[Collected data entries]
____

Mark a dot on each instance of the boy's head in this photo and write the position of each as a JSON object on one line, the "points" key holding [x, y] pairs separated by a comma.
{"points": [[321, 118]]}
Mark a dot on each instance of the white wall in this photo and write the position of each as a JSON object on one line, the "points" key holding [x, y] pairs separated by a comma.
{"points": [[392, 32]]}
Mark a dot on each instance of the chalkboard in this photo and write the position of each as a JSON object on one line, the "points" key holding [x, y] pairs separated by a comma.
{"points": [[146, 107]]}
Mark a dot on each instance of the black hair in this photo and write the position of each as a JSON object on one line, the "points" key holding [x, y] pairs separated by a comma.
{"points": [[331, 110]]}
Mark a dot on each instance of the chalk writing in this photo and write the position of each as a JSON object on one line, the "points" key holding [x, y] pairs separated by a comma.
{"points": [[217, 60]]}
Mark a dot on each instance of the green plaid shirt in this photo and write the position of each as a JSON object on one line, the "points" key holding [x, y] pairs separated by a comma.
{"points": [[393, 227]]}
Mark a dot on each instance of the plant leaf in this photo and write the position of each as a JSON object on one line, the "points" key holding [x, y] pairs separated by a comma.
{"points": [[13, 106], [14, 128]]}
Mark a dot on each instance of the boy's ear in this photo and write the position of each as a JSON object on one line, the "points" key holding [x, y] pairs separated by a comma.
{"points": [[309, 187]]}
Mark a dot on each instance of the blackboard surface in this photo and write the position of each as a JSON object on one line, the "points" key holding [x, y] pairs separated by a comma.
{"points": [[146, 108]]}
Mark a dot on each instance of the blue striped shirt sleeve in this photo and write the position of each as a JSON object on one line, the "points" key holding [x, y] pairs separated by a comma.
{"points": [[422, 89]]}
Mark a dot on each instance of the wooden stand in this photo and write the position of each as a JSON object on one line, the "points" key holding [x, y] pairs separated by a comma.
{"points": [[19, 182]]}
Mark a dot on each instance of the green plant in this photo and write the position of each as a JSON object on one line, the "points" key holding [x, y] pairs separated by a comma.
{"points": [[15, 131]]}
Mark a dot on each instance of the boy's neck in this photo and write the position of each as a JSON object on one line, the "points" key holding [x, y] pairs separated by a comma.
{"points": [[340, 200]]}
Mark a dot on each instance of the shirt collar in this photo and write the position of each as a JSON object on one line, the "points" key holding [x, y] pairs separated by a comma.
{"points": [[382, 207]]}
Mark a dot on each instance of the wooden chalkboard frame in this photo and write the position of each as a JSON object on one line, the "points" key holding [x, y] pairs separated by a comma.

____

● Task goal
Return the data above in full, keeping each line exactly as it stands.

● Solution
Mark a dot on each instance of the boy's head in this photo and write the position of each as a JSON object on one line, the "points" key holding [x, y] pairs separated by a comma.
{"points": [[321, 118]]}
Mark a dot on each instance of the white wall in this photo and write the position of each as a JSON object on one line, the "points" key holding [x, y] pairs separated by a comma.
{"points": [[392, 32]]}
Mark a dot on each instance of the chalkboard in this photo and write the position of each as a JSON object on one line, the "points" key holding [x, y] pairs separated by a comma.
{"points": [[146, 107]]}
Mark a dot on each instance of the black hair in this photo and write the position of each as a JSON object on one line, the "points" key holding [x, y] pairs separated by a comma.
{"points": [[331, 110]]}
Mark a dot on each instance of the chalk writing in this photo and write the position of each as a JSON object on one line, the "points" key holding [x, y] pairs separated by a comma.
{"points": [[217, 60]]}
Mark a dot on each instance of the green plaid shirt in this photo and write the position of each as a JSON object on one line, the "points" key holding [x, y] pairs separated by a comma.
{"points": [[393, 227]]}
Mark a dot on each instance of the plant leaf in this photo and write the position of each as a JSON object on one line, the "points" key holding [x, y] pairs separated by a comma.
{"points": [[13, 106], [14, 128]]}
Mark a dot on each instance of the boy's ear in this photo and write the position of each as a JSON object on one line, the "points" key holding [x, y] pairs separated by a comma.
{"points": [[309, 187]]}
Mark a dot on each instance of the blackboard surface in this photo and write the position of each as a JSON object on one line, the "points" key holding [x, y] pairs separated by a comma.
{"points": [[146, 108]]}
Mark a dot on each instance of the blue striped shirt sleeve in this photo and write the position of each as a JSON object on one line, the "points" key holding [x, y] pairs separated by a comma.
{"points": [[422, 89]]}
Mark a dot on each instance of the wooden stand in this photo and write the position of each as a JSON object on one line, the "points" key holding [x, y] pairs separated by a comma.
{"points": [[19, 182]]}
Mark a dot on each instance of the green plant in this photo and write the position of each as a JSON object on one line, the "points" key holding [x, y] pairs separated by a comma.
{"points": [[15, 131]]}
Mark a dot on each instance of the boy's neck in this photo and write the position of each as a JSON object on one line, the "points" key holding [x, y] pairs separated by a comma.
{"points": [[340, 200]]}
Mark a dot on each instance of the shirt collar in this photo and write the position of each as a JSON object on one line, the "points" key holding [x, y] pairs separated by a comma.
{"points": [[382, 207]]}
Mark a dot on each instance of the wooden chalkboard frame in this photo and write the position of each as a JSON object on one line, the "points" key holding [x, y] pairs separated by a comma.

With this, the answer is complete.